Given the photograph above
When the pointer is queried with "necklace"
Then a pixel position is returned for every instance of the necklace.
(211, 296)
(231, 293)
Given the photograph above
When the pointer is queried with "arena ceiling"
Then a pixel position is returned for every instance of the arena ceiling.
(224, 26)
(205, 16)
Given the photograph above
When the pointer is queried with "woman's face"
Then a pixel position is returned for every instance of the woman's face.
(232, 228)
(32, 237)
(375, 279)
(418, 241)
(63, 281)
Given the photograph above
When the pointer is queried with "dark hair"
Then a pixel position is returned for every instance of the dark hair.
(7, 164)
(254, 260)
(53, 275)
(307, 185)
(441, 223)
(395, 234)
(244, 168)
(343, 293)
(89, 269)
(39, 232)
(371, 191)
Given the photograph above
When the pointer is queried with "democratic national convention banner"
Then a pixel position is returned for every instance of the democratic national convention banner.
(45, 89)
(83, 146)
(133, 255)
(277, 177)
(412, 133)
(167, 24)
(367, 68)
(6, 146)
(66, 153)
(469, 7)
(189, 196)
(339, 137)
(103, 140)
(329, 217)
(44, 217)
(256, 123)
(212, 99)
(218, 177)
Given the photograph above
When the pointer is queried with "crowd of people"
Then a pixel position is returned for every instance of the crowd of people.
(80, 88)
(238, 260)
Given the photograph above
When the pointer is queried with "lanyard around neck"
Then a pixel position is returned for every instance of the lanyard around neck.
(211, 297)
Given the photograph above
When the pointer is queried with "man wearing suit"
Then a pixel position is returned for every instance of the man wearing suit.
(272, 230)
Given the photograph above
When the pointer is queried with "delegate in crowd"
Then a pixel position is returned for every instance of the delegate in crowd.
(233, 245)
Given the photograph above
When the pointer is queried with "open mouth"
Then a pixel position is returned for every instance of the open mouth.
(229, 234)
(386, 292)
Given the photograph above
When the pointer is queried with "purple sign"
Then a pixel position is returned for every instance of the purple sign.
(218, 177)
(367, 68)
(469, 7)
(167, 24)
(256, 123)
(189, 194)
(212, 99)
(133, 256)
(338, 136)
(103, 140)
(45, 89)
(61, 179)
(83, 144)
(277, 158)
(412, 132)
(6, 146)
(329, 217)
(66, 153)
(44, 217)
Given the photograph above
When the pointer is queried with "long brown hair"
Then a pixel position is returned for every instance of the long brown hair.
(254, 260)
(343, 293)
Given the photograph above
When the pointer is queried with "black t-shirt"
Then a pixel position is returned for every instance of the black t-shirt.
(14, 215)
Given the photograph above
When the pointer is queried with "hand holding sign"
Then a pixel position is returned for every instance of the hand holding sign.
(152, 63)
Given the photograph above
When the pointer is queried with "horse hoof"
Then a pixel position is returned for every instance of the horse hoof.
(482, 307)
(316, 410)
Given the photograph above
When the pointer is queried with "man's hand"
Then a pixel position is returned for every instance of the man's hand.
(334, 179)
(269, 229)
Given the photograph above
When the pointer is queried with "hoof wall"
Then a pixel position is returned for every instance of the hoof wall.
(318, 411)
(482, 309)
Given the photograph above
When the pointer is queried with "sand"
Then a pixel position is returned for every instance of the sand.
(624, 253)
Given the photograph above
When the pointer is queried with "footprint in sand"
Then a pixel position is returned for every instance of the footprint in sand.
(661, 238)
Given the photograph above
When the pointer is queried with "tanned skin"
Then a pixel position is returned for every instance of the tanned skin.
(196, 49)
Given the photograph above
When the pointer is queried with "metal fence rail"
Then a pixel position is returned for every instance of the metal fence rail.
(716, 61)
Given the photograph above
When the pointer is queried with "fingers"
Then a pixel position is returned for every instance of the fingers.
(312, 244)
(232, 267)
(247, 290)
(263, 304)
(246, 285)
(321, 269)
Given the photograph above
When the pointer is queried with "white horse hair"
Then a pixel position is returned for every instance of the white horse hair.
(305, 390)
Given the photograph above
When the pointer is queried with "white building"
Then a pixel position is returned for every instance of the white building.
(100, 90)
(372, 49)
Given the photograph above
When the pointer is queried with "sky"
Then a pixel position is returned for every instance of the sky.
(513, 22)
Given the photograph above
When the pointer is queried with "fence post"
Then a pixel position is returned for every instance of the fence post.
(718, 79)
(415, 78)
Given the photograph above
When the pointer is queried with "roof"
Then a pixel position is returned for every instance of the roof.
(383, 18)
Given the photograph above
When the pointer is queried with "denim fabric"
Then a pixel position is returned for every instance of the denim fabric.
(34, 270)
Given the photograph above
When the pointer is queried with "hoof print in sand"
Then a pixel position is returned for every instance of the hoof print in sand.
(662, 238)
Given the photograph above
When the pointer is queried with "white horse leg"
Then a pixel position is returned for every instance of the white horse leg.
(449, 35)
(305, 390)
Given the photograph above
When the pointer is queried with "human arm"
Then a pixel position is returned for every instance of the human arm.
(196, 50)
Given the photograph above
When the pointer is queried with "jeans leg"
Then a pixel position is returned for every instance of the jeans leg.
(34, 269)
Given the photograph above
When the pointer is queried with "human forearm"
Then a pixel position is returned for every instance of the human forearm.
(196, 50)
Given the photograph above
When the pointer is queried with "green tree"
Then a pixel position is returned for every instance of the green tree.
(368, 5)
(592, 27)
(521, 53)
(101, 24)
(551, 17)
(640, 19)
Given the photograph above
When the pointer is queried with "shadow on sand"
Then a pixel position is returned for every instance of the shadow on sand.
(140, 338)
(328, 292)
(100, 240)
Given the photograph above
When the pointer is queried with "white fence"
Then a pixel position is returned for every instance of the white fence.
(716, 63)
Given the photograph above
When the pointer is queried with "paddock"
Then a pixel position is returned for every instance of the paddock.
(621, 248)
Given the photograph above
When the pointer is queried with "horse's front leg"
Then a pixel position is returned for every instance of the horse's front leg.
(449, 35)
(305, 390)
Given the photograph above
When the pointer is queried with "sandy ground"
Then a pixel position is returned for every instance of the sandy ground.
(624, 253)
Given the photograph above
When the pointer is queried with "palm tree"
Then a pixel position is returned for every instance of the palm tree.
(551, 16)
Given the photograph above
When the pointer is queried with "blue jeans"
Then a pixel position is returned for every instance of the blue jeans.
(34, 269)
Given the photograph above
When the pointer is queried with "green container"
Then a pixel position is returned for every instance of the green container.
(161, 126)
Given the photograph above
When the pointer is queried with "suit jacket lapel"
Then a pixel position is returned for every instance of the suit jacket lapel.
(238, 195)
* * *
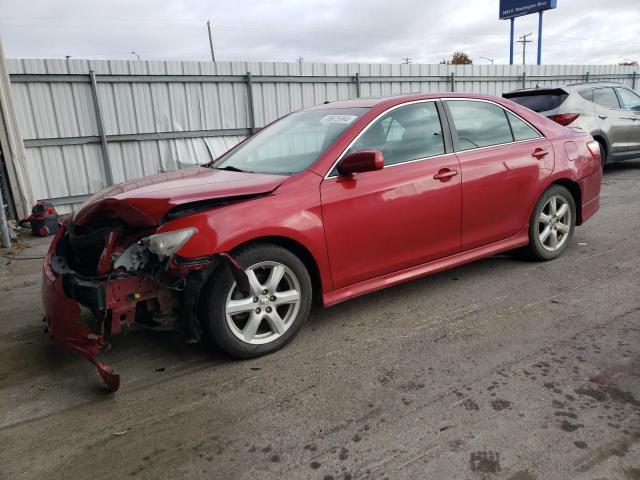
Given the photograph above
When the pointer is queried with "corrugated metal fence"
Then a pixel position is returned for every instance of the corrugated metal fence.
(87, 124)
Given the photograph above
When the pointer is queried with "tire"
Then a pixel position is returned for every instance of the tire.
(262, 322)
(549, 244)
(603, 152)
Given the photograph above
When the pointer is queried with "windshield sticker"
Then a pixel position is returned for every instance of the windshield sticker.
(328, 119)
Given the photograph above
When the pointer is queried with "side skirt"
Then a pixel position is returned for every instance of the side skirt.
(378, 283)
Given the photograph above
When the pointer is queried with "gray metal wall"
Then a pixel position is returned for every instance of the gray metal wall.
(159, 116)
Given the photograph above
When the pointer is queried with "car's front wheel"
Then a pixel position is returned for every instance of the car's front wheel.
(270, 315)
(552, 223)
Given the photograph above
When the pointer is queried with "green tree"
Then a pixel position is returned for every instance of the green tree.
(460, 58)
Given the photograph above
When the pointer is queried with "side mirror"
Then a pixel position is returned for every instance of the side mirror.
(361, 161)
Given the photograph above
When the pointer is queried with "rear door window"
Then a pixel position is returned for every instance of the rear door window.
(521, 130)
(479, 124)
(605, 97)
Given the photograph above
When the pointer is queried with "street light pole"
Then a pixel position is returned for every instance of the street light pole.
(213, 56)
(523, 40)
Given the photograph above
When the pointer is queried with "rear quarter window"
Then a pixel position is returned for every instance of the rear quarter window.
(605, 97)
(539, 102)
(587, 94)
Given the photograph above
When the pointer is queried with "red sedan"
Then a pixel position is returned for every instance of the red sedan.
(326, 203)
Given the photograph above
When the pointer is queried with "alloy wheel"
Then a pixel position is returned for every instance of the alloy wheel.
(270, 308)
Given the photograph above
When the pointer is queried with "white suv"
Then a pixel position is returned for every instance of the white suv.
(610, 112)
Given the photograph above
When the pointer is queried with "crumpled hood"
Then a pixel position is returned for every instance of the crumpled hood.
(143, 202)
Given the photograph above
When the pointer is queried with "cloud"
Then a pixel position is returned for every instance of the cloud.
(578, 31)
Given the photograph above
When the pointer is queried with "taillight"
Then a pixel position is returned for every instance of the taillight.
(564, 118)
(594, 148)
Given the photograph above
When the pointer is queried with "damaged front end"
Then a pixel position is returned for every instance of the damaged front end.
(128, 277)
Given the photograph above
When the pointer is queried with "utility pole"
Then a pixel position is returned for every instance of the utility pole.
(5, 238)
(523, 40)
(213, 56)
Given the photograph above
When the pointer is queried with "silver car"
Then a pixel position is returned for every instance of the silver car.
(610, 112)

■ WHAT YOU HAVE TO DO ■
Report every line of the records that contains the string "window", treating uppercase and lowercase as different.

■ CORRECT ANSWER ■
When the pointer is queried with "rear door window"
Then a pixel position is returned for every instance of the rear door window.
When the pointer is queried with "rear quarter window"
Then a pixel position is returned for every instance of the rear quarter window.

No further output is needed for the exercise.